## To-do item
Edit the lines starting at the first one and ending at the line that contains "242L32 271L264 281L270", replacing "rough mask" with "coarse mask" and leaving everything else as it is.

═════ Extracted information ═════

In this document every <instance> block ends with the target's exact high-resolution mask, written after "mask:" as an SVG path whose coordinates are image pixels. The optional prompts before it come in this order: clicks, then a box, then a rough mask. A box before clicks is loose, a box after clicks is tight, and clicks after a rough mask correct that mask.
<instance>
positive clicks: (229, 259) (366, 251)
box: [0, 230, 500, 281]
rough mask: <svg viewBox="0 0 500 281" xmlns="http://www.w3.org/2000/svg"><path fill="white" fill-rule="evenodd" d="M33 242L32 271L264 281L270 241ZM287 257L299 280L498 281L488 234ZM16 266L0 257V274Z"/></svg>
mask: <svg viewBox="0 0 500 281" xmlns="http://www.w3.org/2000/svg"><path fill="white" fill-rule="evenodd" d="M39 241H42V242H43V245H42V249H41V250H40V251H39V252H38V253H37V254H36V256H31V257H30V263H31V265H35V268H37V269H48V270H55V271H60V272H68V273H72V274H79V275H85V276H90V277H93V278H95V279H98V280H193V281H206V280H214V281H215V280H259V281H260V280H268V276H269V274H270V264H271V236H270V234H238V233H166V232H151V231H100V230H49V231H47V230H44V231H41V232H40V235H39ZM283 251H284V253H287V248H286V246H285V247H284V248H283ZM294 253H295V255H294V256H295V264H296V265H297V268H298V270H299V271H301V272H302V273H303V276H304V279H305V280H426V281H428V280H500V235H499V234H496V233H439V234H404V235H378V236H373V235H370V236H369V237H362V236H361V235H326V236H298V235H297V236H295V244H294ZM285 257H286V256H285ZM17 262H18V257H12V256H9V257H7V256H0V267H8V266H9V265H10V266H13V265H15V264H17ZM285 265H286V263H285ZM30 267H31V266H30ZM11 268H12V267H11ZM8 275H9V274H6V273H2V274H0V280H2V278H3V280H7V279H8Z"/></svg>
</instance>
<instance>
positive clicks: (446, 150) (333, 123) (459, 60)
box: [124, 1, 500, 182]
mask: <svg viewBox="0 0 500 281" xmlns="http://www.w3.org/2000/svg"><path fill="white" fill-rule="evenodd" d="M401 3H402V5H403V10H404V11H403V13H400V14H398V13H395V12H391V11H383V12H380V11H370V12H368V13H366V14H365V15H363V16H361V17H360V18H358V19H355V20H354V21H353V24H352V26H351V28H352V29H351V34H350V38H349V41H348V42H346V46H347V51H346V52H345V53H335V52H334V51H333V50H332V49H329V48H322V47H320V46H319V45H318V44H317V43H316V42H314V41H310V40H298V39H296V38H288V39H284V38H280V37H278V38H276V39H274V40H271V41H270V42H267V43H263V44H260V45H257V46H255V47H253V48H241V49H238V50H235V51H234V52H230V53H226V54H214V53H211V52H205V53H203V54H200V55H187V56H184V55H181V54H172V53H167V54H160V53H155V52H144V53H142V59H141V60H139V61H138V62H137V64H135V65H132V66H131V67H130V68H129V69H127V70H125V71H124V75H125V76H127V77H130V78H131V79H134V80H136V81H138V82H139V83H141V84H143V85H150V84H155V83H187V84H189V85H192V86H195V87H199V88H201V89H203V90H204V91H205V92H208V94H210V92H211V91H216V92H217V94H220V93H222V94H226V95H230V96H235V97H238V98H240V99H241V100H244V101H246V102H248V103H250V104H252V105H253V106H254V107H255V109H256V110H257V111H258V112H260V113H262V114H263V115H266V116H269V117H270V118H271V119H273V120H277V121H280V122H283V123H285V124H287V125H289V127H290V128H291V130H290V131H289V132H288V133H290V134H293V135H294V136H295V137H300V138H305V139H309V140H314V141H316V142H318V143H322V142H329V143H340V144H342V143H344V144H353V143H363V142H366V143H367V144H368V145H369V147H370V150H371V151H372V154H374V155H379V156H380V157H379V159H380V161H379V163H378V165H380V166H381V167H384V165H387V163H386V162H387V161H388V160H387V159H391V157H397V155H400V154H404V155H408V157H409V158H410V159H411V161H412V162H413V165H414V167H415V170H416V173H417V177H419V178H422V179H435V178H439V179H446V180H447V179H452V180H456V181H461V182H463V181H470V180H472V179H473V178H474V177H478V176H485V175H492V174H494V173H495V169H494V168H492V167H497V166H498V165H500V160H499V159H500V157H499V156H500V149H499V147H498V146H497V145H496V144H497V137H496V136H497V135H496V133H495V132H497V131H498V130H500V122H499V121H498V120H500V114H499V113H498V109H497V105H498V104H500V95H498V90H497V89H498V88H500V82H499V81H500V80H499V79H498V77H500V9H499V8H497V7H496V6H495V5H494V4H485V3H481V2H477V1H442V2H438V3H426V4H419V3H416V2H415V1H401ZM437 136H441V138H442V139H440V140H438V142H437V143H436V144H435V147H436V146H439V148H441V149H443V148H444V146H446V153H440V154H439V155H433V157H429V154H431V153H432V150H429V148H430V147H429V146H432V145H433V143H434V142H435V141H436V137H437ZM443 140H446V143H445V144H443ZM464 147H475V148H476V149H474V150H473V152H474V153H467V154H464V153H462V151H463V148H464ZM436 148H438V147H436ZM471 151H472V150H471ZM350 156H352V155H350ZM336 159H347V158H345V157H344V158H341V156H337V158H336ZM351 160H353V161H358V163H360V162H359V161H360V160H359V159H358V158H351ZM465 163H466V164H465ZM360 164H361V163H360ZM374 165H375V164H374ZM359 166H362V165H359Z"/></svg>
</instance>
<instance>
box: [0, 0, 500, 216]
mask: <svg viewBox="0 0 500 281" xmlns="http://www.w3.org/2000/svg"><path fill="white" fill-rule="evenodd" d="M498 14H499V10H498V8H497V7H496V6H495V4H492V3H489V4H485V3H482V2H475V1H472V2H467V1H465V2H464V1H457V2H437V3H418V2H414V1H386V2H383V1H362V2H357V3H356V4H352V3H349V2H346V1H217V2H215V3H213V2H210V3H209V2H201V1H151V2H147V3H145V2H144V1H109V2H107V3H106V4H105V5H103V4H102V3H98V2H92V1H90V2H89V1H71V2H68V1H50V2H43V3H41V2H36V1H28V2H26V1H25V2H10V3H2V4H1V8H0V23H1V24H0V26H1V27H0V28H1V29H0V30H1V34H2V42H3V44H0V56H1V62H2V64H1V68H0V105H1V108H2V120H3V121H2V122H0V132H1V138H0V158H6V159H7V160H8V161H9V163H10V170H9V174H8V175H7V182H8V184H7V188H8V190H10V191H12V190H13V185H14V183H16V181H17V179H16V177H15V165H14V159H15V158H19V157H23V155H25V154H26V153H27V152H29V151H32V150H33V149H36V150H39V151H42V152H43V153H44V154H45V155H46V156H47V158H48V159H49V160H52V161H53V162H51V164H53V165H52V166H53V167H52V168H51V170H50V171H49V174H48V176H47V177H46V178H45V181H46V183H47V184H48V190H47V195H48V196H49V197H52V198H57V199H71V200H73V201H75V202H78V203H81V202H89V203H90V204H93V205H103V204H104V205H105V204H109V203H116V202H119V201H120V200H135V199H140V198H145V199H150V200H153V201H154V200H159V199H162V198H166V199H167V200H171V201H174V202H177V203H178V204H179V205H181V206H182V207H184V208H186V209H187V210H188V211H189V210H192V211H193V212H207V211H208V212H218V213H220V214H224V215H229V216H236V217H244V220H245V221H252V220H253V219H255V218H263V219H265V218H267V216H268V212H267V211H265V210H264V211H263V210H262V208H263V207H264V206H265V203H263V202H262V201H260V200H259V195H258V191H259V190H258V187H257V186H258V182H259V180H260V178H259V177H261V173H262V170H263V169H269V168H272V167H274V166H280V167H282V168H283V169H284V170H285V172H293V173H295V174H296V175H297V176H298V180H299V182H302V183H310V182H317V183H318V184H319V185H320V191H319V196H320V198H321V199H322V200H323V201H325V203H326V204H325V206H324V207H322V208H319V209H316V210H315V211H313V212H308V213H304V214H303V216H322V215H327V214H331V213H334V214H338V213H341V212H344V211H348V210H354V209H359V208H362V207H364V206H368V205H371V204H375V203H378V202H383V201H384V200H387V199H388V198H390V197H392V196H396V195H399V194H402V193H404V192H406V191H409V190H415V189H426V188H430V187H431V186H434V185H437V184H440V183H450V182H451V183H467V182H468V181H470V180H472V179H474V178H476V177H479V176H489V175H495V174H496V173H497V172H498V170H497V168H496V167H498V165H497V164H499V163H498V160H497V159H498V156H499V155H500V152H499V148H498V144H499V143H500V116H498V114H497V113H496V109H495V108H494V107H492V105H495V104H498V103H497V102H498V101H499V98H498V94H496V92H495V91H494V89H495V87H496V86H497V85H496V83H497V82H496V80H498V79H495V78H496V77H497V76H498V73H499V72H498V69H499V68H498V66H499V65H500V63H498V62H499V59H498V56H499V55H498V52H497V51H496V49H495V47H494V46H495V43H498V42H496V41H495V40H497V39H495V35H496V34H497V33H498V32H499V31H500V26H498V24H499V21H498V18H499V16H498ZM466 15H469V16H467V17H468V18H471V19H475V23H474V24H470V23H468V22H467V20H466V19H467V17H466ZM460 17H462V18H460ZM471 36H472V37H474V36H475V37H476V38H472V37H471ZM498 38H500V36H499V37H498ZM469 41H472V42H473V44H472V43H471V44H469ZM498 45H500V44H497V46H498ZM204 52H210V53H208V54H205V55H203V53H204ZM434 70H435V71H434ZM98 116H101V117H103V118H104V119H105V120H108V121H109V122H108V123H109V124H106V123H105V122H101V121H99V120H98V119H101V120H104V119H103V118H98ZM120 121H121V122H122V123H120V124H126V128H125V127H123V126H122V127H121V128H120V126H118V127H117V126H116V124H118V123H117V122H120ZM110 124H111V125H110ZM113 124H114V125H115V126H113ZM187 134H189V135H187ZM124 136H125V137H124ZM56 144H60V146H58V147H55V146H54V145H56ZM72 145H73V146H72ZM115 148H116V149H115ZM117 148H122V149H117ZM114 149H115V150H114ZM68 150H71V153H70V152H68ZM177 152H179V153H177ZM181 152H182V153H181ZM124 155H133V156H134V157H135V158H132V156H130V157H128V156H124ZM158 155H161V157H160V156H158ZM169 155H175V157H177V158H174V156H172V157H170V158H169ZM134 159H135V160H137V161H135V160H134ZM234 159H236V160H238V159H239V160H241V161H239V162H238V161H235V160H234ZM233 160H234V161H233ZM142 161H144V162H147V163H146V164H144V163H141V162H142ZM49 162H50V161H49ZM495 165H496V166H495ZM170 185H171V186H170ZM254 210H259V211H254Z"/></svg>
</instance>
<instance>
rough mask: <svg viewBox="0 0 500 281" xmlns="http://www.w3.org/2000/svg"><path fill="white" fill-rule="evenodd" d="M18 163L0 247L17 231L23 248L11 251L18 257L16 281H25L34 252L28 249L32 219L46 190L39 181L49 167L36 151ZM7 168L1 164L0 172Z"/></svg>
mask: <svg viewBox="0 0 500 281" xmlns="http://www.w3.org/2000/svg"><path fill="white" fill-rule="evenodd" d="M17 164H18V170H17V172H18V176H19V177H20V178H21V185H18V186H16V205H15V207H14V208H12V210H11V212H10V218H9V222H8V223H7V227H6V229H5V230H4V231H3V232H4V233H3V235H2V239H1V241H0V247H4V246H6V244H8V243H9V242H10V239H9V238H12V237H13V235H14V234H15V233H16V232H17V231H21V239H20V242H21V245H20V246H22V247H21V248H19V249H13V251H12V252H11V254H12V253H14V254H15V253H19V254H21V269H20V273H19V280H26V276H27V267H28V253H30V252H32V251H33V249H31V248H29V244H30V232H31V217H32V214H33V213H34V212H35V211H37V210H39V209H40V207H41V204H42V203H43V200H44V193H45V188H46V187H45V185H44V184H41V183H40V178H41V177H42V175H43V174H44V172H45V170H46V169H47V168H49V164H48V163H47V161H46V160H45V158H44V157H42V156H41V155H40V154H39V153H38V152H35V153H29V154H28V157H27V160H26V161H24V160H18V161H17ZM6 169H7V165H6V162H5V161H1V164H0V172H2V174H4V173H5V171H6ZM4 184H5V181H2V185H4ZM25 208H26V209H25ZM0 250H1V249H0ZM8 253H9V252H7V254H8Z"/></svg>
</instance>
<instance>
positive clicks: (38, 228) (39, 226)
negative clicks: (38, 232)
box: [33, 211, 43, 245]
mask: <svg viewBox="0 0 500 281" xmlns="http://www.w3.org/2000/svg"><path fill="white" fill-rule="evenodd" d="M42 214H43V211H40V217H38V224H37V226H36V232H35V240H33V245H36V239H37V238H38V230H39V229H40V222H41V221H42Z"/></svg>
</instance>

═════

## Solution to this task
In this document every <instance> block ends with the target's exact high-resolution mask, written after "mask:" as an SVG path whose coordinates are image pixels. The optional prompts before it come in this order: clicks, then a box, then a coarse mask. A box before clicks is loose, a box after clicks is tight, and clicks after a coarse mask correct that mask.
<instance>
positive clicks: (229, 259) (366, 251)
box: [0, 230, 500, 281]
coarse mask: <svg viewBox="0 0 500 281" xmlns="http://www.w3.org/2000/svg"><path fill="white" fill-rule="evenodd" d="M33 242L32 271L264 281L270 241ZM287 257L299 280L498 281L488 234ZM16 266L0 257V274Z"/></svg>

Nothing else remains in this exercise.